> Instructions for the task:
Whenever a line in the entries includes the word "target", copy that line out.

Saved data entries
········

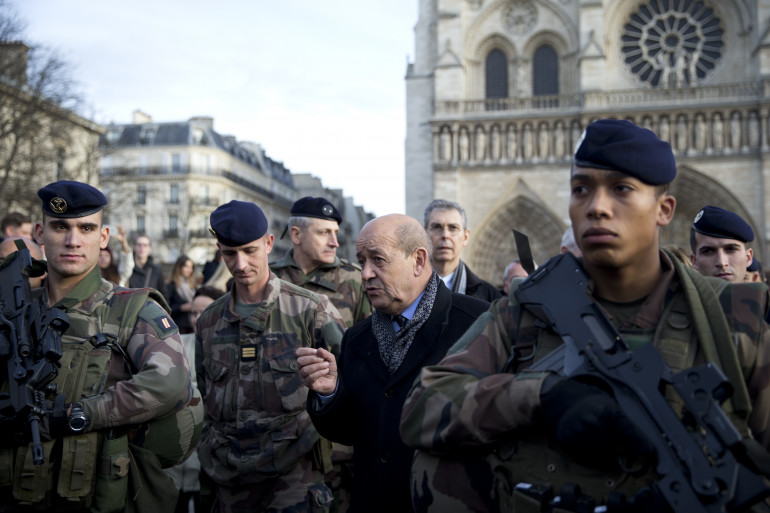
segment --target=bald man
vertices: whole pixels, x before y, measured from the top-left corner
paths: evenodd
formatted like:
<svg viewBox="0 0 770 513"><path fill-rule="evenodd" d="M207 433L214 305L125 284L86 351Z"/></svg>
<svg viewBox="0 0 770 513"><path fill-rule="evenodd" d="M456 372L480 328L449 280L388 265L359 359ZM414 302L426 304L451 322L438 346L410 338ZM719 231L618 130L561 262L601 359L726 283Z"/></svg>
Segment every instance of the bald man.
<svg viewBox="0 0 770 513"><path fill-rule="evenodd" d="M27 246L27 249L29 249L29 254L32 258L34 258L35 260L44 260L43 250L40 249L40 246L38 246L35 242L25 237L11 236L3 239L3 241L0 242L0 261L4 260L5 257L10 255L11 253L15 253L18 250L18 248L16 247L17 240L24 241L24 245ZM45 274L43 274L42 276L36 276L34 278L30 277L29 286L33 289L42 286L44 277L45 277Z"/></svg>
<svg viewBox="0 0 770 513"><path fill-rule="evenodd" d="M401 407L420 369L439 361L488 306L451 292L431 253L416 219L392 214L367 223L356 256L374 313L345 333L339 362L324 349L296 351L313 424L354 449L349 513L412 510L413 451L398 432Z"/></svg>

········

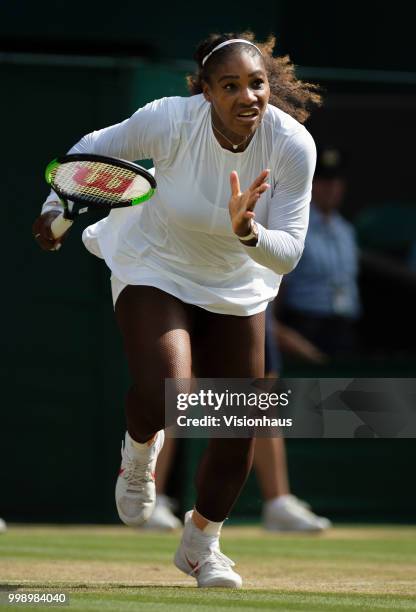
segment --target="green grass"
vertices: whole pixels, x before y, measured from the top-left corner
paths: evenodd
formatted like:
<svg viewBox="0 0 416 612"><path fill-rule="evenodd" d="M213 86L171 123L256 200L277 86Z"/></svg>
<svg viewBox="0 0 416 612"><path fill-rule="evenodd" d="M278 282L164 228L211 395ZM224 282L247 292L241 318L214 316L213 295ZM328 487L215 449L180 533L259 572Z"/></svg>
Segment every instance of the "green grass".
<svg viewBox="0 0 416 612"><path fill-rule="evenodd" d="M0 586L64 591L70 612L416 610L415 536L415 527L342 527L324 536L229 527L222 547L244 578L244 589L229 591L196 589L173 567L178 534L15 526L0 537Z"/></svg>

········

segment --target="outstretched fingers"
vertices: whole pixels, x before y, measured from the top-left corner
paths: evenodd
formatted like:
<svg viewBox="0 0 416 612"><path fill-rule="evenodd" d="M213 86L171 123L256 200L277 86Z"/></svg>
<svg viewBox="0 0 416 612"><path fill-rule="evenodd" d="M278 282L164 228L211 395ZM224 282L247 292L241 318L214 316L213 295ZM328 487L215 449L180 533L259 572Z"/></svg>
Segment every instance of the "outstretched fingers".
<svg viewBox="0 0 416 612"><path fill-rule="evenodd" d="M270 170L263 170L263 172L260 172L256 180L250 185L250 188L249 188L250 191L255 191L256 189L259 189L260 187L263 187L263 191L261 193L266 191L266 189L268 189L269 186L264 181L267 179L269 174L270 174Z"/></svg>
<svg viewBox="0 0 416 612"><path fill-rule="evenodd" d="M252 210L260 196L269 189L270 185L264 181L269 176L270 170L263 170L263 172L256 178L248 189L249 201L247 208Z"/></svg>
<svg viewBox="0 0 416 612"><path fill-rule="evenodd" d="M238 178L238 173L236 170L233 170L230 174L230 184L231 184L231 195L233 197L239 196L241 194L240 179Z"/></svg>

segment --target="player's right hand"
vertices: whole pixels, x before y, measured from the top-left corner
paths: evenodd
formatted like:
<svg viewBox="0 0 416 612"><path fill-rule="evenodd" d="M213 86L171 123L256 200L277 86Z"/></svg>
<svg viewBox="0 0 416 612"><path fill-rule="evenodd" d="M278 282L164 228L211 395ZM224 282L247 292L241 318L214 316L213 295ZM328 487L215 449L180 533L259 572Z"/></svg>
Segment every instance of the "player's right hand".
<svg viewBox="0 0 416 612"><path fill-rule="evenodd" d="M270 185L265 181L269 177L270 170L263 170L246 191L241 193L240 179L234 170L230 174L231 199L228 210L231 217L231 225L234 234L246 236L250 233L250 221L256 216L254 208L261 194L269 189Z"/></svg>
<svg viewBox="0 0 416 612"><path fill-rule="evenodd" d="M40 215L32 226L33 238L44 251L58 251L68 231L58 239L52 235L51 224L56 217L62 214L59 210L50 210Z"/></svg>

········

> Written answer:
segment --target=bald man
segment --target="green grass"
segment --target="outstretched fingers"
segment --target="player's right hand"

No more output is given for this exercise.